[[ The data open ]]

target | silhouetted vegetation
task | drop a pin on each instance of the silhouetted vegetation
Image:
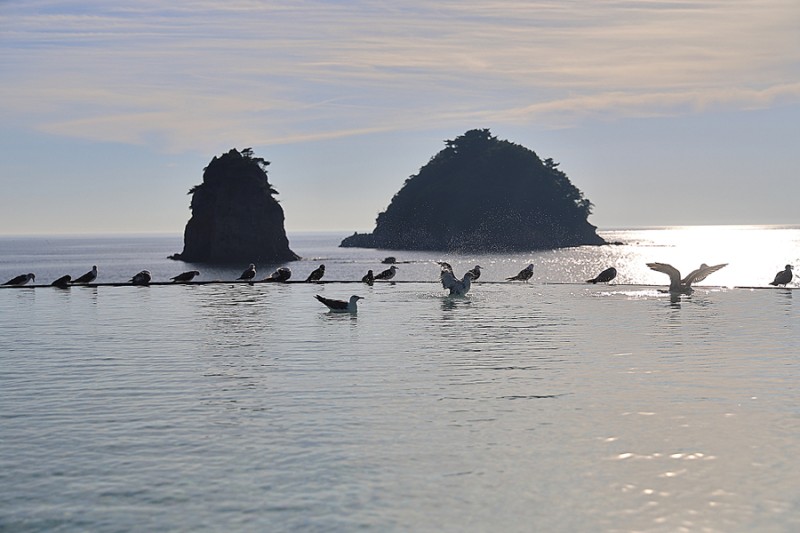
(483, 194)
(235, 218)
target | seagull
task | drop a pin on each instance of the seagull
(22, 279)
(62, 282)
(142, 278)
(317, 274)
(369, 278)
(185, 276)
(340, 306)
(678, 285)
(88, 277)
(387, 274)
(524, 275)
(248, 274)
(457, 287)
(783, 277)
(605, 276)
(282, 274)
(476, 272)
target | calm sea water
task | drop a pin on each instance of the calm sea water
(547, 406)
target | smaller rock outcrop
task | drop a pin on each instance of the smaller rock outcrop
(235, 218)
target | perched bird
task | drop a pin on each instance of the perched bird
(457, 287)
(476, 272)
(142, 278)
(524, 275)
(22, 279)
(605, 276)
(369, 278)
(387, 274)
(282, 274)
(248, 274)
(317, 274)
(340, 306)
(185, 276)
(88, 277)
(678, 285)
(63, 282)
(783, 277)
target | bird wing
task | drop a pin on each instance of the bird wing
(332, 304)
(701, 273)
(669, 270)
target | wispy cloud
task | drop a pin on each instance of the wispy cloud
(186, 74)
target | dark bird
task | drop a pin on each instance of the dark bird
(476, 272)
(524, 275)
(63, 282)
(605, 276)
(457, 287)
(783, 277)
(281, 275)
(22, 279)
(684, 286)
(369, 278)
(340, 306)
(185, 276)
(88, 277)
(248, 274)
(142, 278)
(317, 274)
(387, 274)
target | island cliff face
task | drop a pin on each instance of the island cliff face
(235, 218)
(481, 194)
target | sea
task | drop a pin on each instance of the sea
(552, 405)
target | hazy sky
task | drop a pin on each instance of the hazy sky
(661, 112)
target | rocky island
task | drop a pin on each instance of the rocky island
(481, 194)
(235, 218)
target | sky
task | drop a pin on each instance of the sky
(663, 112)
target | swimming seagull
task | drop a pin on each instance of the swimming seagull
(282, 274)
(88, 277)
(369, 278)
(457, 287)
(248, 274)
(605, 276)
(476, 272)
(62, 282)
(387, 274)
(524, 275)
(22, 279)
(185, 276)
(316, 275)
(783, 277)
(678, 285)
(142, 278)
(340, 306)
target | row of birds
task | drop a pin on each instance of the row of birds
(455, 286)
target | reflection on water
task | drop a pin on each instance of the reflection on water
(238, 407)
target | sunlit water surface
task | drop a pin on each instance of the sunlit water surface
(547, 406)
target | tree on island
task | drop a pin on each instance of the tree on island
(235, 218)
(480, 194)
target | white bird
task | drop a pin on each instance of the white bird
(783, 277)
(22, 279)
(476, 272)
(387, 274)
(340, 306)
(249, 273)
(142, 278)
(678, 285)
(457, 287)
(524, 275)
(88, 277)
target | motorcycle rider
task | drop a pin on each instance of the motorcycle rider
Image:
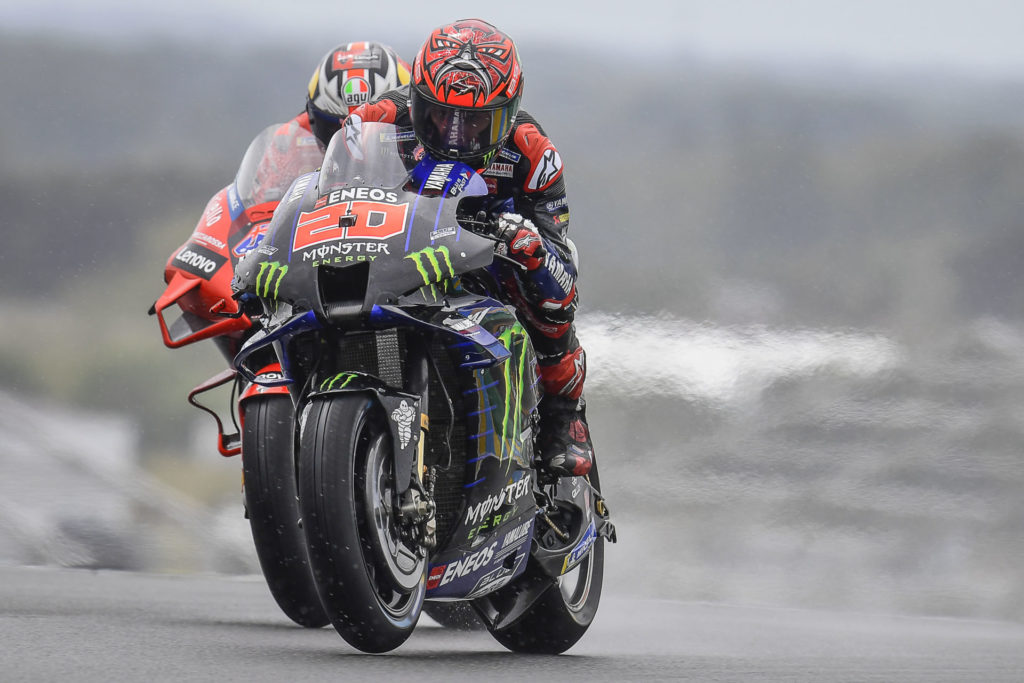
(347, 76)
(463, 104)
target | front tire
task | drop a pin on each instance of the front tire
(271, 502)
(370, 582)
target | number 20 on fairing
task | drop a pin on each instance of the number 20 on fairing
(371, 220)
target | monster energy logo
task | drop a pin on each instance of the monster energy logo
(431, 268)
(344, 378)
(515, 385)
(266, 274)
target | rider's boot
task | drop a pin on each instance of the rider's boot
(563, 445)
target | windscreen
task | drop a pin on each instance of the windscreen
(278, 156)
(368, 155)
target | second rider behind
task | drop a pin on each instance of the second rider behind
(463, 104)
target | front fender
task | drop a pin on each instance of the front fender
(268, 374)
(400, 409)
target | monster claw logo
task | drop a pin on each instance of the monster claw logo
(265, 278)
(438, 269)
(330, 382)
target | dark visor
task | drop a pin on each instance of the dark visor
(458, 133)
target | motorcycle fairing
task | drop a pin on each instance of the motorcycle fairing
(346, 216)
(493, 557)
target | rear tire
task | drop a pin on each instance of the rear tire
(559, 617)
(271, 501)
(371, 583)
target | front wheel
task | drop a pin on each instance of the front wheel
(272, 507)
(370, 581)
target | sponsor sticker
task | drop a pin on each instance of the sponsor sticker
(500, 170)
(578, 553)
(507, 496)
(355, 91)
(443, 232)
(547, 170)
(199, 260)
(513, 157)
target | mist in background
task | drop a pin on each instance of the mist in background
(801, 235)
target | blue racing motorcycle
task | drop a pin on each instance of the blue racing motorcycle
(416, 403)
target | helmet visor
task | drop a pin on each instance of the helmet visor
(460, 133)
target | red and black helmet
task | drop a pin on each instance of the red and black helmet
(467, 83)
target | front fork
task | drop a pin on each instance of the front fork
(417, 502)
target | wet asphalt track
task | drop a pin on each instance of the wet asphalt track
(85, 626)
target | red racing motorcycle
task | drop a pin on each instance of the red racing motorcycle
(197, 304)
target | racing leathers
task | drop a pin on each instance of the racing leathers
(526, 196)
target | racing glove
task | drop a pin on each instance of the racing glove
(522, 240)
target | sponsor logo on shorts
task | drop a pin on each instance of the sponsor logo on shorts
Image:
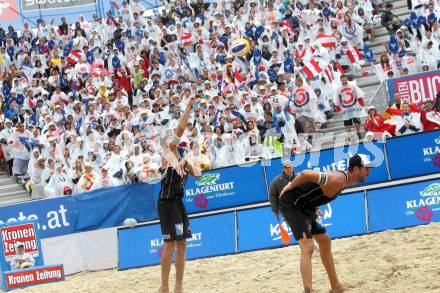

[[ The data closed ]]

## Task details
Extract exactly and only the lines above from the line containing "the front wheel" through the line containing "target | mist in background", both end lines included.

## Response below
task | drop a pin on each instance of the front wheel
(272, 507)
(370, 581)
target | sponsor sticker
task | drop a pin on each instance of the sponsor sticker
(500, 170)
(578, 553)
(507, 496)
(355, 91)
(443, 232)
(547, 170)
(199, 260)
(513, 157)
target | mist in background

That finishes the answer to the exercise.